Extract every entry word for word.

• _Input_
════════

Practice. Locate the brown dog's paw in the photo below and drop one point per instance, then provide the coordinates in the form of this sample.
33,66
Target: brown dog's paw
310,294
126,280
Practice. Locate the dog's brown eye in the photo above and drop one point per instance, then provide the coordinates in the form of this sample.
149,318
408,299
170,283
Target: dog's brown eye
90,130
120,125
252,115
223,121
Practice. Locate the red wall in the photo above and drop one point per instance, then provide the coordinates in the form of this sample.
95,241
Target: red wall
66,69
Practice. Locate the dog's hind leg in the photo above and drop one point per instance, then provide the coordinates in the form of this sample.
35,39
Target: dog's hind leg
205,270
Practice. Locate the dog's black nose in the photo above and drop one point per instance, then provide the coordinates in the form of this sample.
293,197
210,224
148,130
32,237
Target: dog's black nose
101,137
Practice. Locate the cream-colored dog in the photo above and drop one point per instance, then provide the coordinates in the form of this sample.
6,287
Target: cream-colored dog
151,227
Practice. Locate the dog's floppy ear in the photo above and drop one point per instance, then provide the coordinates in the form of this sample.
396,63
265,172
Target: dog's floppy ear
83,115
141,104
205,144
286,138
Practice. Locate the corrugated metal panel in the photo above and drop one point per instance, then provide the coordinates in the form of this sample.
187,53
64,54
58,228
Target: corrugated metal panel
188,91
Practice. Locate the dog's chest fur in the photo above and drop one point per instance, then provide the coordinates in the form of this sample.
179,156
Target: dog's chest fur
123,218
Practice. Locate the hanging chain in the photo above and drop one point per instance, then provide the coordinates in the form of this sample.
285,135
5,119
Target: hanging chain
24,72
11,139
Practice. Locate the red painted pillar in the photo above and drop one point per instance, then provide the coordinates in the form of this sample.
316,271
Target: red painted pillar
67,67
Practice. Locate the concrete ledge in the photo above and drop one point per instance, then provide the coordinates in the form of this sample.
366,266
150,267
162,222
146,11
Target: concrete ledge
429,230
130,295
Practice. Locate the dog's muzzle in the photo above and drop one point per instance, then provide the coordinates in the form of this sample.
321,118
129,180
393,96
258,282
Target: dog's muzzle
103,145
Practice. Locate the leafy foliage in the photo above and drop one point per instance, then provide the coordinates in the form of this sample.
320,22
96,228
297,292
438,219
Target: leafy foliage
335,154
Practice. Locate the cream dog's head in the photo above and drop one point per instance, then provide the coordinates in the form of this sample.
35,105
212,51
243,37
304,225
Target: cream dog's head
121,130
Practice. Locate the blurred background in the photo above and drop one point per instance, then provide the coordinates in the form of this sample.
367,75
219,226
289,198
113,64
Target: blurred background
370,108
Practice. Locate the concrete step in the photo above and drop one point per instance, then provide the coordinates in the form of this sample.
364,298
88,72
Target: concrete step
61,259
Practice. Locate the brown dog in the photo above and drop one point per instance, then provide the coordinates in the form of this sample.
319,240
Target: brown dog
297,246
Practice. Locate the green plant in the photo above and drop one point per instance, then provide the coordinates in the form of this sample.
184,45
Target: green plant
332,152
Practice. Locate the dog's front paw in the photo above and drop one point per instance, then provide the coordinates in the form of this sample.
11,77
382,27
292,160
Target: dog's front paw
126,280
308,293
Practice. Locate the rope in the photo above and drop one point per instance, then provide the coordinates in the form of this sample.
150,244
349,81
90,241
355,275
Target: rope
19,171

════════

• _Result for this task_
Practice. Locate the brown dog's paw in the photo below and drop one point per instance, then provide the coordinates in the form of this sample.
33,66
Target: brown dog's paw
310,294
126,280
Practice. Locate the dog's brown eye in the photo above and drop one point per instance, then provide the coordinates in the form of this sample.
149,318
408,299
170,283
Target: dog's brown eye
90,130
120,125
252,115
223,121
Practice. Locate the red wall in the photo above and drop one point per instance, then provide the coordinates in the form of this sample.
95,241
Target: red wall
66,69
Practice. Locate the dog's hind leg in the photo above and drop one point per instance, then provide the coordinates in the form of this sample.
35,39
Target: dog's hind leg
205,270
Practice. Locate the dog's black nose in the photo above and drop one point per instance, then provide the coordinates in the form of this sample.
293,197
210,224
148,130
32,237
Target: dog's black nose
101,137
Practice. Locate the cream-colored dog in the photo above and drop one point per instance, then provide the coordinates in the form of this sample.
6,287
Target: cream-colored dog
151,227
Practice. Locate the dog's floppy ear in the photo above and drop one point per instance, then provide the coordinates in the form of this sample.
396,63
265,172
Target: dog's floppy ear
83,115
141,104
205,144
286,138
Practice. Locate the corrugated metal panel in the photo above and drop one point per instance, then provide the coordinates in the form of this sample.
187,53
64,54
58,228
Target: corrugated metal panel
188,91
Practice. Locate the dog's chest fur in the photo above and drop one point per instance, then provide the coordinates in the form of this sample.
179,156
Target: dog's chest fur
123,218
Practice. Locate the hanging chain in the photo above and drop one point per instance, then provide the coordinates in the form of this sample.
285,135
5,119
Target: hanging chain
24,72
11,139
Practice. Locate the red painted pillar in the photo above and drop one point per instance, then provide the coordinates in the form of this sample.
316,271
Target: red painted pillar
67,67
Practice. Locate the concrete ledge in the photo above and drop one point per instance, then provide the coordinates in the form of this sample.
366,266
150,267
162,222
146,11
Target: concrete ledge
429,230
130,295
Practice. Locate the dog's muzzle in the photo above and drop one point per instance, then provide the coordinates in the form of this sample.
321,118
129,180
393,96
258,282
Target: dog's muzzle
103,145
Practice. Locate the leafy foliage in the photo above and drop one point per instance, then provide the coordinates in the form of this sample.
320,22
96,228
297,292
438,219
Target: leafy foliage
335,154
Practice. Locate the cream dog's head in the photo above and drop one point per instance, then provide the coordinates in the form of this sample.
35,105
212,51
243,37
304,225
Target: cream dog's head
121,130
Practice. Locate the blurred background in the photo above and drop one point per instance, then provide the coordinates in the form of this sample.
367,75
219,226
289,198
113,64
Target: blurred background
370,108
Practice. Locate the concrete step in the photo above and drop one point per instance, then provide the coordinates in the form of this sample.
364,298
88,72
Target: concrete step
61,259
Practice. Locate the brown dog in the photo above and drop one point per instance, then provide the coordinates in the form of this sample.
319,240
Target: brown dog
297,246
Practice. Locate the green plant in the photo above and drop one point per instance, then provide the coordinates in the form of this sample.
184,45
Target: green plant
332,152
Practice. Locate the dog's front paw in the photo above and drop one point per instance, then provide the coordinates in the form of this sample.
11,77
382,27
292,160
Target: dog's front paw
126,280
308,293
Practice. Locate the rope in the photo above and drop one point per instance, then provide the coordinates in the form of this sample.
150,244
349,81
90,241
355,275
Target: rope
19,171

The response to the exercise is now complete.